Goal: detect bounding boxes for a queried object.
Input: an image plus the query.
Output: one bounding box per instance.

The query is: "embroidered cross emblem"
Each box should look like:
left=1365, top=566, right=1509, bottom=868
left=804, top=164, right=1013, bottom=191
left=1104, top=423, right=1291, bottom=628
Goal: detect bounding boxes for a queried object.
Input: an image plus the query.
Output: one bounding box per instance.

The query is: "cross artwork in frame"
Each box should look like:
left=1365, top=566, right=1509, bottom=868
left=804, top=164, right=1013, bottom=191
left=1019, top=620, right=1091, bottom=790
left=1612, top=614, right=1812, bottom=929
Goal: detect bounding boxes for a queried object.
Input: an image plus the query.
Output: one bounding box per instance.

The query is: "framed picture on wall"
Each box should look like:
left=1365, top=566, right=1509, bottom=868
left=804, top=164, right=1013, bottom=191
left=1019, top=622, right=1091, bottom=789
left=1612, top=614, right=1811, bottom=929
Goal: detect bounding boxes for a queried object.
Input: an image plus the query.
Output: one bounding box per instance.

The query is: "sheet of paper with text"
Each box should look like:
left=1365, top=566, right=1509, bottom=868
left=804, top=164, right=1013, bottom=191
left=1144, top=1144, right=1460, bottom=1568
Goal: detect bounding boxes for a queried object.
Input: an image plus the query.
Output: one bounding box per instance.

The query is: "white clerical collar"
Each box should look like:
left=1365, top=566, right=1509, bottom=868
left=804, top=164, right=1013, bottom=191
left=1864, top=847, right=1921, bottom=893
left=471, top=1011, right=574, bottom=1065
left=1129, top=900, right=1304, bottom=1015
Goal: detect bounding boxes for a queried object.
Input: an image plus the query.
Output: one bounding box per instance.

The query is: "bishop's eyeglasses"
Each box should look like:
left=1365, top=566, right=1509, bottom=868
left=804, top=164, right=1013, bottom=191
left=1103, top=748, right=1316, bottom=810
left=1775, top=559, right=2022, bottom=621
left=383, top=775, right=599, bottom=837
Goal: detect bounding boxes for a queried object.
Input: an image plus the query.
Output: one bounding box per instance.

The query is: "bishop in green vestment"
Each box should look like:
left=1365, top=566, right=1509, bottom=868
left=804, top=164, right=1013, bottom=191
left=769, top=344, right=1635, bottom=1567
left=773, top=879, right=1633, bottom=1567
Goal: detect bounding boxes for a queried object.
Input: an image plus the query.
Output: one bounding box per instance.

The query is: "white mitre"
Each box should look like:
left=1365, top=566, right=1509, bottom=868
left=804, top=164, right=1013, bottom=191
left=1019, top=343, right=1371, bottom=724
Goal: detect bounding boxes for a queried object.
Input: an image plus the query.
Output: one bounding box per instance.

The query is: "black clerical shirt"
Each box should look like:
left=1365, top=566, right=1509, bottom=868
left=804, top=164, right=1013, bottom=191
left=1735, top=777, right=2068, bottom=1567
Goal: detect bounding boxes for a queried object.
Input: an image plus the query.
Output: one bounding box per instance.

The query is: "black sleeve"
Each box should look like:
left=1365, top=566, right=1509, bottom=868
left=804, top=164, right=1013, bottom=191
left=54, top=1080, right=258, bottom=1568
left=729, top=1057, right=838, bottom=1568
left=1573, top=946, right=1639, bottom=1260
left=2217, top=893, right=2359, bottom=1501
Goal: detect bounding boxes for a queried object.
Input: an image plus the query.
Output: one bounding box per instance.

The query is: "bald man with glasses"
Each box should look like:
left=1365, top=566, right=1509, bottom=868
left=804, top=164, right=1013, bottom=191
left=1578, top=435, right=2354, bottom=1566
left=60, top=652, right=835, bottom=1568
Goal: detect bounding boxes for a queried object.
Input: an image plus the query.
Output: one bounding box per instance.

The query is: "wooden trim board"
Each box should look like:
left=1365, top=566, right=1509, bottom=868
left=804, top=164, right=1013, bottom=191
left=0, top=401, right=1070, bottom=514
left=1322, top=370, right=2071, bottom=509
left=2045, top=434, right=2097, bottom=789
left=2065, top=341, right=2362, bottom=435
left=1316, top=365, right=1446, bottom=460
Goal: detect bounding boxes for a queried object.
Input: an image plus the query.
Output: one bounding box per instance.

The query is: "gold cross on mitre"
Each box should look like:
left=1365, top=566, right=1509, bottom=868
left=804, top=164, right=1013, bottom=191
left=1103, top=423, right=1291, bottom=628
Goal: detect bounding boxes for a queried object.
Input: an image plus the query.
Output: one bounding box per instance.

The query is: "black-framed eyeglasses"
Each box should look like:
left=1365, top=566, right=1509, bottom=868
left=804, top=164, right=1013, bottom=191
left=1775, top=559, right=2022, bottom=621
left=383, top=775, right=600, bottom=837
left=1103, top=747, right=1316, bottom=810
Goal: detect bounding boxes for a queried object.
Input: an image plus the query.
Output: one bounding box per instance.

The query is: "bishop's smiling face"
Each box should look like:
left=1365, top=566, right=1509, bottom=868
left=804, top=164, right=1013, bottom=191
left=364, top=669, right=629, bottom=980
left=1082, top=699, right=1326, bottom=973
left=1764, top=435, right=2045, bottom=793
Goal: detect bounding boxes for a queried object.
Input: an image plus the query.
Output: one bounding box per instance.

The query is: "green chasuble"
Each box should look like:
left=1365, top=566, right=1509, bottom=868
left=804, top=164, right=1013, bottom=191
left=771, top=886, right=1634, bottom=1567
━━━━━━
Each line above must be retyped exactly in the response.

Exercise result →
Goal: detect bounding boxes for a queried object.
Input: an image plus the query.
Output: one bounding box per instance.

The query is: "embroidered cross emblem"
Each box should look like:
left=1365, top=566, right=1509, bottom=868
left=804, top=164, right=1013, bottom=191
left=1104, top=423, right=1291, bottom=628
Goal: detect bounding boxes for a queried object.
Input: an image plus the query.
Output: one bounding box per instance.

The query is: "cross artwork in frame"
Each box should look like:
left=1365, top=566, right=1509, bottom=868
left=804, top=164, right=1013, bottom=191
left=1019, top=620, right=1091, bottom=790
left=1612, top=614, right=1812, bottom=929
Goal: detect bounding boxes for a queried object.
Input: an image plus the query.
Output: one bounding box per instance.

The query is: "framed picture on wall"
Each box should look like:
left=1365, top=566, right=1509, bottom=868
left=804, top=164, right=1013, bottom=191
left=1019, top=622, right=1091, bottom=789
left=1612, top=614, right=1811, bottom=929
Goal: detect bounding boxes for a queried object.
Input: an image plus the query.
Output: one bounding box per instance.

The query is: "sheet of paper with text"
Each box should look like:
left=1365, top=566, right=1509, bottom=868
left=804, top=164, right=1013, bottom=191
left=1144, top=1144, right=1460, bottom=1568
Goal: detect bounding boxes for a queried object.
Input: an image plus the query.
Output: one bounding box per instance.

The query is: "white clerical collar"
Each box should look like:
left=1365, top=566, right=1509, bottom=868
left=804, top=164, right=1013, bottom=191
left=1864, top=847, right=1921, bottom=893
left=471, top=1011, right=574, bottom=1065
left=1129, top=900, right=1304, bottom=1015
Goal: detect bounding boxes for a queried object.
Input: an image plus the query.
Output: one bounding box per instance.

The query is: "bishop's eyeglasses"
Each box should look like:
left=1365, top=566, right=1509, bottom=868
left=804, top=164, right=1013, bottom=191
left=1103, top=748, right=1316, bottom=810
left=1775, top=559, right=2022, bottom=621
left=383, top=775, right=599, bottom=837
Goal: detect bounding boxes for a queried object.
Input: an image plus the query.
Output: one bounding box per instance.

The query is: "bishop in green vestment"
Each box should look like:
left=1365, top=566, right=1509, bottom=868
left=804, top=164, right=1013, bottom=191
left=769, top=344, right=1635, bottom=1567
left=773, top=879, right=1633, bottom=1567
Goal: detect bounding boxes for a queried object.
Input: an image plus the query.
Output: one bounding box per instance.

The query is: "white mitre"
Each box should look like:
left=1365, top=566, right=1509, bottom=868
left=804, top=164, right=1013, bottom=191
left=1019, top=343, right=1371, bottom=724
Goal: detect bounding boxes for a queried object.
Input: an image plus the query.
Output: one bounding box per instance.

The query is: "black clerical shirt"
Each box should look like:
left=1365, top=566, right=1509, bottom=868
left=804, top=164, right=1013, bottom=191
left=1735, top=777, right=2068, bottom=1567
Goal: detect bounding boxes for a queried object.
Input: an image plus the query.
Output: one bounding box per instance.

The query is: "black sleeve"
Each box should look like:
left=1365, top=566, right=1509, bottom=868
left=804, top=164, right=1013, bottom=191
left=54, top=1080, right=258, bottom=1568
left=729, top=1057, right=838, bottom=1568
left=1573, top=946, right=1639, bottom=1260
left=2217, top=893, right=2359, bottom=1501
Goal: detect bounding boxes for a queried object.
Input: an image plus the query.
Output: one bounding box per instance.

The query is: "bald man with glasses"
Each box should look like:
left=1365, top=566, right=1509, bottom=868
left=804, top=164, right=1013, bottom=191
left=1578, top=435, right=2354, bottom=1566
left=60, top=652, right=835, bottom=1568
Goal: detect bounding boxes for a queried object.
Input: an image plus the query.
Output: one bounding box per instance.

The query is: "wooden trim board"
Each box should look like:
left=1365, top=566, right=1509, bottom=868
left=804, top=164, right=1013, bottom=191
left=0, top=401, right=1070, bottom=514
left=1322, top=370, right=2071, bottom=509
left=2045, top=434, right=2097, bottom=789
left=2065, top=341, right=2362, bottom=435
left=1316, top=365, right=1446, bottom=460
Goal: detect bounding boxes for a queried object.
Input: an image plus the query.
Output: one bounding box per instance.

The query is: "gold cross on mitre"
Each box should look like:
left=1365, top=566, right=1509, bottom=868
left=804, top=164, right=1013, bottom=191
left=1103, top=423, right=1291, bottom=628
Goal: detect bounding boxes for a queried object.
Input: an image plus the query.
Output: one bounding box per instance.

The query is: "black-framed eyeglasses"
Each box should look like:
left=1365, top=566, right=1509, bottom=868
left=804, top=164, right=1013, bottom=191
left=1775, top=559, right=2022, bottom=621
left=383, top=775, right=600, bottom=837
left=1103, top=747, right=1316, bottom=810
Goal: detect bounding boxes for a queried object.
Input: an image plus the query.
Output: one bounding box per instance.

The query is: "bishop's smiling face"
Each box should look like:
left=1365, top=566, right=1509, bottom=868
left=804, top=164, right=1013, bottom=191
left=364, top=669, right=629, bottom=980
left=1082, top=699, right=1326, bottom=973
left=1764, top=435, right=2045, bottom=793
Goal: detect bounding boxes for a queried object.
Input: an image plus the query.
Output: one bounding box per instance.

The query is: "green chasuble"
Each box should look like:
left=1365, top=566, right=1509, bottom=868
left=804, top=164, right=1013, bottom=191
left=771, top=886, right=1634, bottom=1567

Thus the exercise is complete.